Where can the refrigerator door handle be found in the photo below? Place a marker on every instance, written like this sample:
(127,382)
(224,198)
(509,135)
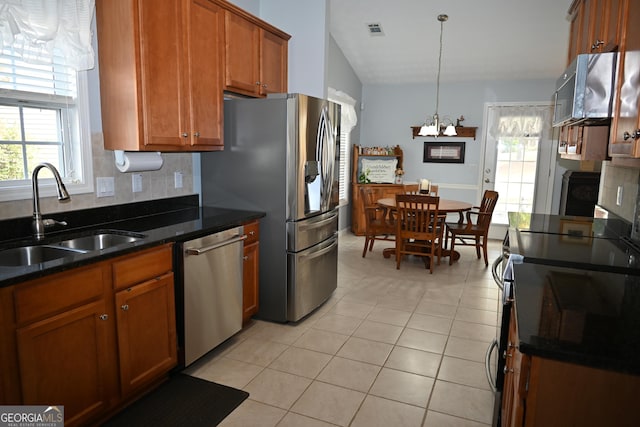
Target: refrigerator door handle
(487,364)
(321,252)
(309,225)
(325,153)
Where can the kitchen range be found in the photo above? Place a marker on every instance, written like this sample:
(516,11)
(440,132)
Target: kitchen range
(570,318)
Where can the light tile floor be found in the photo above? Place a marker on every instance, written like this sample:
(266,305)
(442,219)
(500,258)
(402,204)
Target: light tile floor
(390,348)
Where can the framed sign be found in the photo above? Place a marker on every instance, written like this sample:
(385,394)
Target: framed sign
(380,171)
(443,152)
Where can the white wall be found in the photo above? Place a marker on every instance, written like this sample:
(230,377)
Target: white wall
(307,22)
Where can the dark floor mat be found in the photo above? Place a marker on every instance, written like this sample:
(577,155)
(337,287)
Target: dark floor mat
(181,401)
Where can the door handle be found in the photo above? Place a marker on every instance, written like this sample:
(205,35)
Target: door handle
(200,251)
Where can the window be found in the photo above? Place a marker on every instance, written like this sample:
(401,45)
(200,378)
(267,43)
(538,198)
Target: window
(43,118)
(348,121)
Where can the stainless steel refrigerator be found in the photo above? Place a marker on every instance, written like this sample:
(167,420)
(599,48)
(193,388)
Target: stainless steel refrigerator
(281,157)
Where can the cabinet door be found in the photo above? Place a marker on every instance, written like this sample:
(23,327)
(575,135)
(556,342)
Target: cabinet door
(146,328)
(606,26)
(205,73)
(65,360)
(162,61)
(273,63)
(242,43)
(625,126)
(250,288)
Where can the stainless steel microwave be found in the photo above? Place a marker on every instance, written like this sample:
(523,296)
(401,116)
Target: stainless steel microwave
(585,91)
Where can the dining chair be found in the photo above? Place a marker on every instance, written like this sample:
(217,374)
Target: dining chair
(475,231)
(378,224)
(419,228)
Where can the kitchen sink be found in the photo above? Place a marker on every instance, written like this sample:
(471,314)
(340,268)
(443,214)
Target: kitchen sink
(28,255)
(100,240)
(24,256)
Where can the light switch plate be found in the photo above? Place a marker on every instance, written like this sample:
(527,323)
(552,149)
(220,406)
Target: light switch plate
(177,179)
(619,196)
(105,186)
(136,182)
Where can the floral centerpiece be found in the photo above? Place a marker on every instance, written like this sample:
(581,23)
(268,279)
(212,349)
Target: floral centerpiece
(399,174)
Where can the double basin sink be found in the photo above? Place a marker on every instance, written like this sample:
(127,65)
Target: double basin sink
(24,256)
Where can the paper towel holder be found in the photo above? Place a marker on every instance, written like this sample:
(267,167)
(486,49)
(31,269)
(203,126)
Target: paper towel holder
(135,161)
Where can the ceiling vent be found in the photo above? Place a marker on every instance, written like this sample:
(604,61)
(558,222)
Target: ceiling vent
(375,29)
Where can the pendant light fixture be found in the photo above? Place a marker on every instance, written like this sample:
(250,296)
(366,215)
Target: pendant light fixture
(433,128)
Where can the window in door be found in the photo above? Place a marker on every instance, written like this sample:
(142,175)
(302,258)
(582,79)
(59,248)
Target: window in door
(517,160)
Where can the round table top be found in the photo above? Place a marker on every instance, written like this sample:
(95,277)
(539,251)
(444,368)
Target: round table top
(445,205)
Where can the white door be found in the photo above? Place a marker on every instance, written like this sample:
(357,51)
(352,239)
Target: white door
(519,160)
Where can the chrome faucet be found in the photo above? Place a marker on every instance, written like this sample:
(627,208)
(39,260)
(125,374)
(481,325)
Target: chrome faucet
(39,224)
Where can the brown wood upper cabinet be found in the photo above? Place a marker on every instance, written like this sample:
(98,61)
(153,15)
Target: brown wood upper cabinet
(594,26)
(255,56)
(160,74)
(625,127)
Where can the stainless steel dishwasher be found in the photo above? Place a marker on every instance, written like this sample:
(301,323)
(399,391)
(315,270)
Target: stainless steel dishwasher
(212,291)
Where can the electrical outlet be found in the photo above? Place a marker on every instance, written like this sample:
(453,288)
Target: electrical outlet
(136,182)
(105,186)
(619,196)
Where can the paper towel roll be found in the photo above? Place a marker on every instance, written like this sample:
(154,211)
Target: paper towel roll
(131,161)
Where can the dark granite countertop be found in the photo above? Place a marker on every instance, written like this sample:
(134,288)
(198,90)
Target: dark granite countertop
(579,316)
(160,221)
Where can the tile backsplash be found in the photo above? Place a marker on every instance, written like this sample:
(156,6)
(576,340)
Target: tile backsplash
(613,177)
(155,184)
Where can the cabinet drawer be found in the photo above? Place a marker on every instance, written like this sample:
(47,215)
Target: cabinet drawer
(252,230)
(141,266)
(53,294)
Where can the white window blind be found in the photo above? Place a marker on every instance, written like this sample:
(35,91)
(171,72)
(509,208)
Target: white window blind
(349,119)
(41,105)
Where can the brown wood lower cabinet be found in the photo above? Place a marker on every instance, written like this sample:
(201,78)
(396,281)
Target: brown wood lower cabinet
(76,340)
(543,392)
(145,316)
(250,269)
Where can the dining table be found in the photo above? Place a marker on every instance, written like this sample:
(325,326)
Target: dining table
(445,206)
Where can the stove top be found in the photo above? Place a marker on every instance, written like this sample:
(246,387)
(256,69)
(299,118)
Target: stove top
(599,244)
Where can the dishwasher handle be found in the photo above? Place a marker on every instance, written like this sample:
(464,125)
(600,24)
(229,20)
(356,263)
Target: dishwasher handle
(200,251)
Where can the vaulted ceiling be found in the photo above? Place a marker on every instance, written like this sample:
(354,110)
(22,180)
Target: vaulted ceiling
(482,39)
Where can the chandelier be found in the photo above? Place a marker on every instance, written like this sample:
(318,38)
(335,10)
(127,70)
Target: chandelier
(433,127)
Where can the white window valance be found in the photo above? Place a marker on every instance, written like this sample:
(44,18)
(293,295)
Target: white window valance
(35,28)
(522,121)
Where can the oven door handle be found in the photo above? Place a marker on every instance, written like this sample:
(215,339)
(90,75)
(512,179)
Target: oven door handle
(200,251)
(487,364)
(494,271)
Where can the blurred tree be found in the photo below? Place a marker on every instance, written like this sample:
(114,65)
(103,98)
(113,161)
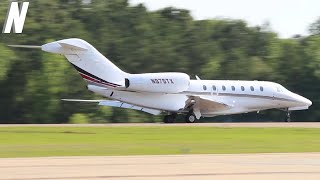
=-=-=
• [To do]: Filter the listing above down to the lines that contain the word "below".

• [Answer space]:
Where can the refrigerator door handle be found in the photo below? Place a marker on every instance, written like this sample:
Where can the blurred tree be found in the photo below? Place a marker on every instance, written like this sample:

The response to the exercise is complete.